**TEXT:**
----------
Now that you know what impacts how much home you can afford, it’s time to create a budget that works for your financial and life goals.

1. Know your gross monthly income

The first step to figuring out how much house you can afford is to review your monthly cash flow and spending habits. Start by looking at your gross income, which is how much you earn before taxes and other deductions like retirement contributions or health insurance.

This includes your salary, wages, bonuses, and other income streams. Knowing your gross income gives you a solid starting point for estimating a home price that fits comfortably within your budget.

2. Itemize your monthly expenses

After calculating your gross monthly income, the next step is categorizing your expenses. Divide them into fixed costs (like rent or car payments) and variable expenses (like groceries or entertainment). This can help you spot spending habits you may be able to cut back on.

For example, groceries are a variable expense, which means they can change every month. By doing things like meal planning, couponing, and comparing prices from different brands, it’s possible to reduce your grocery bill.

Also, remember to include expenses that come up less often, like annual subscriptions or car maintenance. You can divide those totals over 12 months to work them into your monthly budget.

Lastly, it might help to group your spending into “needs” and “wants.” This can give you a better idea of where there’s some flexibility in your budget and where you may want to prioritize your spending.

Be careful not to build a home buying budget that depends too much on cutting back on essential expenses. It’s important to leave some flexibility in your budget.

3. Budget for your down payment

Your down payment requirement for buying a home can range from zero percent to 20% of the home’s purchase price. The exact amount you’ll need to put down depends on the type of loan you choose and your financial situation, including your credit score. For example, a fixed-rate conforming conventional loan requires a 3% down payment. FHA loans require a minimum of 3.5%, while VA loans and USDA loans have no down payment requirement.

You must pay for private mortgage insurance if you put down less than 20% on a conventional loan. Although PMI costs vary, you can typically expect to pay around $30 to $70 per month for every $100,000 of your mortgage amount. Once you have at least 20% equity in your home, you can stop paying for PMI.

Identifying how much you can afford to put down will help you estimate how much you can borrow. While a smaller down payment reduces the upfront cost of buying a home, putting more down can save you money on interest.

4. Determine how much house you can afford

Once you’ve calculated your available income and expenses, and estimated your down payment, the next step is figuring out how much you can reasonably afford to spend on housing each month. A common starting point is the 28% rule, which suggests keeping your monthly housing costs at or below 28% of your gross income. While this can be a helpful guideline, it may not work for every financial situation.

Here’s what to include when building your housing budget:

  • Mortgage principal and interest: This typically makes up the largest portion of your monthly mortgage payment. The principal is the amount you borrow, and the interest is what the lender charges you to borrow it. A mortgage calculator can help you estimate this payment.
----------
**RECORDED INFORMATION:**
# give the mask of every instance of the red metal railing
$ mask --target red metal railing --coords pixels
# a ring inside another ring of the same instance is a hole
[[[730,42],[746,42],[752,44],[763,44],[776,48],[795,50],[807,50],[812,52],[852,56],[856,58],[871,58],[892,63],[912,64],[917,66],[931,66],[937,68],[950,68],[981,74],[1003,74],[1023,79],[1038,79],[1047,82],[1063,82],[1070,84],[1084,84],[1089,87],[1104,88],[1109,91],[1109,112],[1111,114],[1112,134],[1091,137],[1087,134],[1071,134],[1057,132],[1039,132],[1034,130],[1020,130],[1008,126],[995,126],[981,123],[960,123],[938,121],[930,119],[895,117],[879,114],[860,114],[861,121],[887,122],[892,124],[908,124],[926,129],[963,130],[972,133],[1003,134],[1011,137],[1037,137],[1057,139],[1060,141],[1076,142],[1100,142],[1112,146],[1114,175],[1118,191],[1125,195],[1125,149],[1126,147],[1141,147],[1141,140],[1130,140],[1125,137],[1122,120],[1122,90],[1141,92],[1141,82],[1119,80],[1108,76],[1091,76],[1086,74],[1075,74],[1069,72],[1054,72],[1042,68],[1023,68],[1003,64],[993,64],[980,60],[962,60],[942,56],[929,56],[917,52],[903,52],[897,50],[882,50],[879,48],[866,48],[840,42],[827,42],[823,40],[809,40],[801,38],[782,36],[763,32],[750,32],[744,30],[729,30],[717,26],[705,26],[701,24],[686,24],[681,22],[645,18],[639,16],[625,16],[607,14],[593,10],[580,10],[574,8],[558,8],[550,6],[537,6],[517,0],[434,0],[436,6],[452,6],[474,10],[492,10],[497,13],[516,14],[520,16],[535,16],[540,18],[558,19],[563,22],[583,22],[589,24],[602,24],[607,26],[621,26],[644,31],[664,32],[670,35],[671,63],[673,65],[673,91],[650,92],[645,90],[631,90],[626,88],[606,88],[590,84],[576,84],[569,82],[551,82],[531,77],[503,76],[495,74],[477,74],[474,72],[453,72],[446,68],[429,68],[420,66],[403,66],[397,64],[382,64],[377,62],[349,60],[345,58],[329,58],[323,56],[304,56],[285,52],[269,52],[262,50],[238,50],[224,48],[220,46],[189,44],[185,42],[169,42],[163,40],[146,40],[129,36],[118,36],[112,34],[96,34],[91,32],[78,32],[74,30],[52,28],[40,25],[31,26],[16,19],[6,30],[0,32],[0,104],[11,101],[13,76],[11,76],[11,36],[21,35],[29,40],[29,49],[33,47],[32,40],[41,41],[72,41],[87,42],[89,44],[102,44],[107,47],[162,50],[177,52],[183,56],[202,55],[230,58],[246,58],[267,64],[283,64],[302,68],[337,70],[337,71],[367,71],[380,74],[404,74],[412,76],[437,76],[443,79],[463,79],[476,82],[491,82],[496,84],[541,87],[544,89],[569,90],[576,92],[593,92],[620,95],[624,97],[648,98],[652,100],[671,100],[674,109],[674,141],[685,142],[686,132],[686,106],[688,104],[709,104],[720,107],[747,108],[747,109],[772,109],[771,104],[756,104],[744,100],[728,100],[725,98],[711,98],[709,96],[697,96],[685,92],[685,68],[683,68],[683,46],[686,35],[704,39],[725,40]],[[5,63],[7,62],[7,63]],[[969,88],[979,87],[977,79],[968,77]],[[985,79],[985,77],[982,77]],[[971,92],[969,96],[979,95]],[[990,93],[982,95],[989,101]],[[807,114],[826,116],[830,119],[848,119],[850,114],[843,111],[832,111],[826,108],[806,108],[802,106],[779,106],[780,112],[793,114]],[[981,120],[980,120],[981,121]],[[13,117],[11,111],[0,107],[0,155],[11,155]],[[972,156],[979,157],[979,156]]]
----------
**DIRECTIVES:**
• 1. In the home-buying budget text, what minimum down payment do FHA loans require?
• 2. Summarize the home-buying budget text in two sentences.
• 3. Write the next part of the home-buying budget text, starting after its last sentence.
The listing is separate material, apart from the home-buying budget text.

**OUTPUTS IN ORDER:**
• 1. FHA loans require a minimum down payment of 3.5%.

• 2. To work out how much house you can afford, start with your gross monthly income and then itemize your expenses into fixed and variable costs, including less frequent ones spread over 12 months. Next, budget for a down payment, which can range from zero to 20% depending on the loan type, and then set a monthly housing budget, often starting from the 28% rule.

• 3.
  • Property taxes: Make sure to include your property taxes in your budget since they can vary depending on where you live. Many lenders establish an escrow account to collect a pro-rated monthly estimate of your annual tax bill. Your lender will pay the bill on your behalf when it’s due.
  • Homeowners insurance: This covers your home in case of damage or disaster, such as fire or hail damage. According to Forbes Advisor, a homeowners insurance policy with $350,000 in coverage costs about $1,678 per year. Many homeowners also pay this annual fee with an escrow account.
  • PMI: If your down payment is less than 20%, you may be required to pay PMI. This adds to your monthly cost. On average, PMI ranges from 0.2% to 2% of your mortgage amount annually.
  • Homeowners association fees: Depending on where you live, you may need to pay annual or monthly homeowners association fees. These typically cover services like landscaping, trash pickup, community facilities, and maintenance costs.

5. Factor in closing costs

Closing costs are another major upfront expense to plan for when buying a home. They include a range of fees and services, such as:

  • Application fees
  • Appraisal costs
  • Home inspection fees
  • Title insurance
  • Government recording fees
  • Attorney fees
  • Survey fees

Closing costs usually range from 3% to 6% of the total home loan amount. For example, on a $400,000 home, you can expect to pay between $12,000 and $24,000.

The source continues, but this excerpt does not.